Stored data entries:
____________________

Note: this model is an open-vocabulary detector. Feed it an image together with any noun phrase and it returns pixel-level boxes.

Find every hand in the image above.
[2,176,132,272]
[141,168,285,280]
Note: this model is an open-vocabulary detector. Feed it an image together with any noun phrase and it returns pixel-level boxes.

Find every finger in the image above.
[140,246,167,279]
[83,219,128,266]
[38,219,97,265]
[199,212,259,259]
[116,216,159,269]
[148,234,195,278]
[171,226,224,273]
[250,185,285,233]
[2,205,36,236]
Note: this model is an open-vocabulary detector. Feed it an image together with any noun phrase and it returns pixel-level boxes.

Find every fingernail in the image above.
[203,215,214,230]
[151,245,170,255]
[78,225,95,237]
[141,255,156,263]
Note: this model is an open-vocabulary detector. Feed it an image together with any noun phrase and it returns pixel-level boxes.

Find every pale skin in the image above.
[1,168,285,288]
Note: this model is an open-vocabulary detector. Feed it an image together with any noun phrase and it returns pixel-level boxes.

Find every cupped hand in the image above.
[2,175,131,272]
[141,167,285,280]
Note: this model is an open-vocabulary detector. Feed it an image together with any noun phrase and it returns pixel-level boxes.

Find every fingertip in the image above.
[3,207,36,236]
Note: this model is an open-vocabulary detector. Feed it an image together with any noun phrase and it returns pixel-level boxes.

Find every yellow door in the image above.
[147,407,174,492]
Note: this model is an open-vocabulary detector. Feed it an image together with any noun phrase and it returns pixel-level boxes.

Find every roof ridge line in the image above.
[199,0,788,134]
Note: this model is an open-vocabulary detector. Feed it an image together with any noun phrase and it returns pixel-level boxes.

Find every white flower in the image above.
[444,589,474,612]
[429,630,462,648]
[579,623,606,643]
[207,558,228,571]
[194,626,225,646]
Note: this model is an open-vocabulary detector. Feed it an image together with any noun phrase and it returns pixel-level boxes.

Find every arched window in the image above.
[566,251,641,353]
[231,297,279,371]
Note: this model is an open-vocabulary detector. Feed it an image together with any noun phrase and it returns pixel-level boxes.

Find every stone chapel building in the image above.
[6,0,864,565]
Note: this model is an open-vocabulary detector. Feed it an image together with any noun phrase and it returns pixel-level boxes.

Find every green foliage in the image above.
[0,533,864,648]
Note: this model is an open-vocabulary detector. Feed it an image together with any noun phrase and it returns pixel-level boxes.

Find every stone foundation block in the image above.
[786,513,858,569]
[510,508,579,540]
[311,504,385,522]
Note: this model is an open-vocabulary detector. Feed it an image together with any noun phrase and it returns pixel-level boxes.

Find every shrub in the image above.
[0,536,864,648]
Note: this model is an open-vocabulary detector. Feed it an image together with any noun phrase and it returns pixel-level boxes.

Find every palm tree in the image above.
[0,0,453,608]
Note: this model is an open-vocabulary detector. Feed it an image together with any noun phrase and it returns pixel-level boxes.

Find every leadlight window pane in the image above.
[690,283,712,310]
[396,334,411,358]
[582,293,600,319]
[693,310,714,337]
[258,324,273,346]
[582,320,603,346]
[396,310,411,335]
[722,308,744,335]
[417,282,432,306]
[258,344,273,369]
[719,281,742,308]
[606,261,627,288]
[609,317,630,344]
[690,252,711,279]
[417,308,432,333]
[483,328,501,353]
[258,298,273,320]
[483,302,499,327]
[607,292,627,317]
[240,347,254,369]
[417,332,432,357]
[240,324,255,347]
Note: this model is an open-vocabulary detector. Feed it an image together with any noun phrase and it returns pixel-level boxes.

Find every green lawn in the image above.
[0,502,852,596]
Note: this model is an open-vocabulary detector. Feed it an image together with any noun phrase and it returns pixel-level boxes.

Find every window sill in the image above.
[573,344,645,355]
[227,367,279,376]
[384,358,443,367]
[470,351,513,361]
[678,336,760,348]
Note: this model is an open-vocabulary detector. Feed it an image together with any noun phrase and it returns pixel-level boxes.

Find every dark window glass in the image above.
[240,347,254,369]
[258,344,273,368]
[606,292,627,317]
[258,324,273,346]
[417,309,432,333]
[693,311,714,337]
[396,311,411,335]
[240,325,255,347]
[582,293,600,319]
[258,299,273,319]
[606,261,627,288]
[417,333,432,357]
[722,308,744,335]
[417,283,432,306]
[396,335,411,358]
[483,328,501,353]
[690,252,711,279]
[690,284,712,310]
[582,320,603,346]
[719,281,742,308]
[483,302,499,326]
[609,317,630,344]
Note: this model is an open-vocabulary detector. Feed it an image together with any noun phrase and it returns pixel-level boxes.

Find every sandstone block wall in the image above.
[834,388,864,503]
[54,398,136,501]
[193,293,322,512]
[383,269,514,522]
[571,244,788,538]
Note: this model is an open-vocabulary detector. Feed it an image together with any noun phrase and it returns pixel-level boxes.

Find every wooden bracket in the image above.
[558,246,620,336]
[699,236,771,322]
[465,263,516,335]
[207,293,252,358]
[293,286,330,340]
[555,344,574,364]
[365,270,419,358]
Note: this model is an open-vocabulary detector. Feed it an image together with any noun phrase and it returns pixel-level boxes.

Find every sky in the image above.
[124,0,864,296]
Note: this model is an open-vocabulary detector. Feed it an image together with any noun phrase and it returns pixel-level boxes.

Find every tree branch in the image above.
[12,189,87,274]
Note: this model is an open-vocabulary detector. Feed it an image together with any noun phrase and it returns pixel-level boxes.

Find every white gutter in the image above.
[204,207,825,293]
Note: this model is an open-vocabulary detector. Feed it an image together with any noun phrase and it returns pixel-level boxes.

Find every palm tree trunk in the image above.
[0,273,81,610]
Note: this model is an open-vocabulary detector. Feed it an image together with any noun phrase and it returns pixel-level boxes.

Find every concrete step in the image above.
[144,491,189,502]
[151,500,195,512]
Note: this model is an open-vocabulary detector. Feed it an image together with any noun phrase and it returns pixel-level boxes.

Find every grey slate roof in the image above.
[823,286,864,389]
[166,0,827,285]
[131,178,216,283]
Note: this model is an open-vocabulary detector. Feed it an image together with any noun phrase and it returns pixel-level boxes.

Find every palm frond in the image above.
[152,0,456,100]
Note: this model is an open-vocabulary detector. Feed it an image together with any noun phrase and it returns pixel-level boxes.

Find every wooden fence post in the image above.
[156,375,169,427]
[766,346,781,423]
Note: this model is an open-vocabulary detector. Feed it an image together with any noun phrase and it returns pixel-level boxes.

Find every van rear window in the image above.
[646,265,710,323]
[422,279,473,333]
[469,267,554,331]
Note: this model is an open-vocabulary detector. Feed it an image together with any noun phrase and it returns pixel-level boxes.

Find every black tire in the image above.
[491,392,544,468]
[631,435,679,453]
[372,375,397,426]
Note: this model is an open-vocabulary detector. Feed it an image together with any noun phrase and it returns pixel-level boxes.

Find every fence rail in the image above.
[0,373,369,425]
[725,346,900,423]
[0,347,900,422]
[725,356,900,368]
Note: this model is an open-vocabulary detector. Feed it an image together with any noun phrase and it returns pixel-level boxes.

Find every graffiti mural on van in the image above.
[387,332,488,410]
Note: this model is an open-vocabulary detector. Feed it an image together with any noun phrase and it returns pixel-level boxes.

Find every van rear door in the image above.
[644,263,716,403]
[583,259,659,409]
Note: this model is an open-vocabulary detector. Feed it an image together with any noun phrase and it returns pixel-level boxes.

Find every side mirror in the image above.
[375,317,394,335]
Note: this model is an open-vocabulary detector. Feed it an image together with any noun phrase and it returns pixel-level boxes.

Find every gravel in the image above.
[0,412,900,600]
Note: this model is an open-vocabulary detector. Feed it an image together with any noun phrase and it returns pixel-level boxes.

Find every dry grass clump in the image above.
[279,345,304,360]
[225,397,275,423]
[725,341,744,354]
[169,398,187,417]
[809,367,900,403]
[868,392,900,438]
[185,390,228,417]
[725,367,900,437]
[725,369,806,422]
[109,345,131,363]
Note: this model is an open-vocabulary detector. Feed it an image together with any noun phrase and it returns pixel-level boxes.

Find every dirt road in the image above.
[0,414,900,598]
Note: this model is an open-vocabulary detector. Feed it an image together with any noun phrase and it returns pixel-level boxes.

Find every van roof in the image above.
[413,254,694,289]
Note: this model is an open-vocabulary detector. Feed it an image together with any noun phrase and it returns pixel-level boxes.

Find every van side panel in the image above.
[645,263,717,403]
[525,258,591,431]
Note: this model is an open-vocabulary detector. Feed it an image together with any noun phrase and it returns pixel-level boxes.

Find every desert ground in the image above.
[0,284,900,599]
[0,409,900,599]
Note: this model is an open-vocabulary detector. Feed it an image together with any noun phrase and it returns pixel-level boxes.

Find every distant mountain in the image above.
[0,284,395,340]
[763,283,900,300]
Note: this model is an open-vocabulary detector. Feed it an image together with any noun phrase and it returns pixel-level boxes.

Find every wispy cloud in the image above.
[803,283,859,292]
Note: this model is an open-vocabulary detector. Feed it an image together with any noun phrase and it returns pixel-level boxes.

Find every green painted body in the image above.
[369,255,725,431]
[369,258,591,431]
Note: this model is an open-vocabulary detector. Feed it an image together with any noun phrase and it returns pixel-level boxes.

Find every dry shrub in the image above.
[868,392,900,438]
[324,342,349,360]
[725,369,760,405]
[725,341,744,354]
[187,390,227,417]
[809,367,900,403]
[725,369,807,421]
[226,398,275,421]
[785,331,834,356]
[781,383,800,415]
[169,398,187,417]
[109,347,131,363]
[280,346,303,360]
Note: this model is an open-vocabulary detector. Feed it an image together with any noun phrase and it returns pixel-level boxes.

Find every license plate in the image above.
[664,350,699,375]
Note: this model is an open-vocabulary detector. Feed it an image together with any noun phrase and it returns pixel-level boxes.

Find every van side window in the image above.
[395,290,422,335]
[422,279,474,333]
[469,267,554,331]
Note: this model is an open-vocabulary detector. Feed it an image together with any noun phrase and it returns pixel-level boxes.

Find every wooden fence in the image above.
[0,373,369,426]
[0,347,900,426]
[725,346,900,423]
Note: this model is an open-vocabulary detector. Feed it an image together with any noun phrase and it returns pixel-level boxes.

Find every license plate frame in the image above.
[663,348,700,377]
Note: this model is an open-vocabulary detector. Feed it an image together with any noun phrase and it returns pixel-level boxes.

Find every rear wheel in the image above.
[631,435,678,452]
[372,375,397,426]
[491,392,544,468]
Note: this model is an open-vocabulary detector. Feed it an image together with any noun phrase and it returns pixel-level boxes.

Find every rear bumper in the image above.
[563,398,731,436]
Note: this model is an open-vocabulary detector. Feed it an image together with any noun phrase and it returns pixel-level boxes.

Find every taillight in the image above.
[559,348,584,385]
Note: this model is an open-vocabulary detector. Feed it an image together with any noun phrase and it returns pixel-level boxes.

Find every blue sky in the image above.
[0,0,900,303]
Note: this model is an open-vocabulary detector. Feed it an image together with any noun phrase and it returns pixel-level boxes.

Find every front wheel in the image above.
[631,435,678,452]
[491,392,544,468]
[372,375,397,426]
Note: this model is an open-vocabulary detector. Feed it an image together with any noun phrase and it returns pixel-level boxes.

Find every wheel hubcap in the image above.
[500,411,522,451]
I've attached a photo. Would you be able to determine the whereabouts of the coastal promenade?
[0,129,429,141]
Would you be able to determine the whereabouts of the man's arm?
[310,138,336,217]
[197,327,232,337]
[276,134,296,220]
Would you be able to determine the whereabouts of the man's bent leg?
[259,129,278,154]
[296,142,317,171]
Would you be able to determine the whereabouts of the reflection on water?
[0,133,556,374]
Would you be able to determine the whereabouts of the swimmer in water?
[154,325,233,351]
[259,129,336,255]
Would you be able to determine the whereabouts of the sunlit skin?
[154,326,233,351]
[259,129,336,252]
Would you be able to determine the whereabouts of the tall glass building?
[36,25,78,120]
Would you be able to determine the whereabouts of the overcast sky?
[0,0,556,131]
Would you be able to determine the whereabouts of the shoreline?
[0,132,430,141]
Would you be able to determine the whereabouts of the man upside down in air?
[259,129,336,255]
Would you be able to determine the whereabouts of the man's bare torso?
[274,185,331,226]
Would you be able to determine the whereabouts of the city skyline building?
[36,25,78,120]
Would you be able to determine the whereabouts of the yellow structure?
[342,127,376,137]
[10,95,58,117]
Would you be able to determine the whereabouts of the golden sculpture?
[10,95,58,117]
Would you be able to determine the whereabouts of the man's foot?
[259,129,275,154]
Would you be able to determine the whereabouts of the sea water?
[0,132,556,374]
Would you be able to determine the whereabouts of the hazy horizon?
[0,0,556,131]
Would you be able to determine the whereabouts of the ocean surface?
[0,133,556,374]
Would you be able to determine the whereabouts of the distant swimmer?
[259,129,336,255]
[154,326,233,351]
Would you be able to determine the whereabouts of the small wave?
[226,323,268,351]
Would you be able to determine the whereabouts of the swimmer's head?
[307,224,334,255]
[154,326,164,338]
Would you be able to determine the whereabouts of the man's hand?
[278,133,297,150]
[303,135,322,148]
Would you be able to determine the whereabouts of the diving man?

____________________

Copy out again, unchanged, every line from the start of the data through the line containing "[141,167,285,280]", including that line.

Note: this model is an open-vocabulary detector. Feed it an image together with any noun phrase and it returns pixel-level boxes.

Find every hand in the image above.
[2,176,132,272]
[141,168,285,280]
Note: this model is an open-vocabulary detector. Feed it an image together with any noun phrase and it returns pixel-level boxes.

Find every finger in the image above.
[140,246,167,279]
[83,219,128,266]
[38,219,97,265]
[199,212,259,259]
[116,216,159,269]
[148,234,195,278]
[171,226,224,273]
[250,185,285,233]
[2,205,36,236]
Note: this model is an open-vocabulary detector. Feed it an image together with any noun phrase and it returns pixel-level boxes.

Find every fingernail in the image above.
[203,215,214,230]
[151,245,170,255]
[78,225,95,237]
[141,255,156,263]
Note: this model is an open-vocabulary detector. Feed it an image together with any noun phrase and it returns pixel-level boxes.

Find every pale skin in the image above.
[1,168,285,288]
Note: this model is an open-vocabulary detector. Feed it an image together with any noun phrase and it returns pixel-level boxes.

Find every cupped hand in the image above.
[2,175,131,272]
[141,167,285,280]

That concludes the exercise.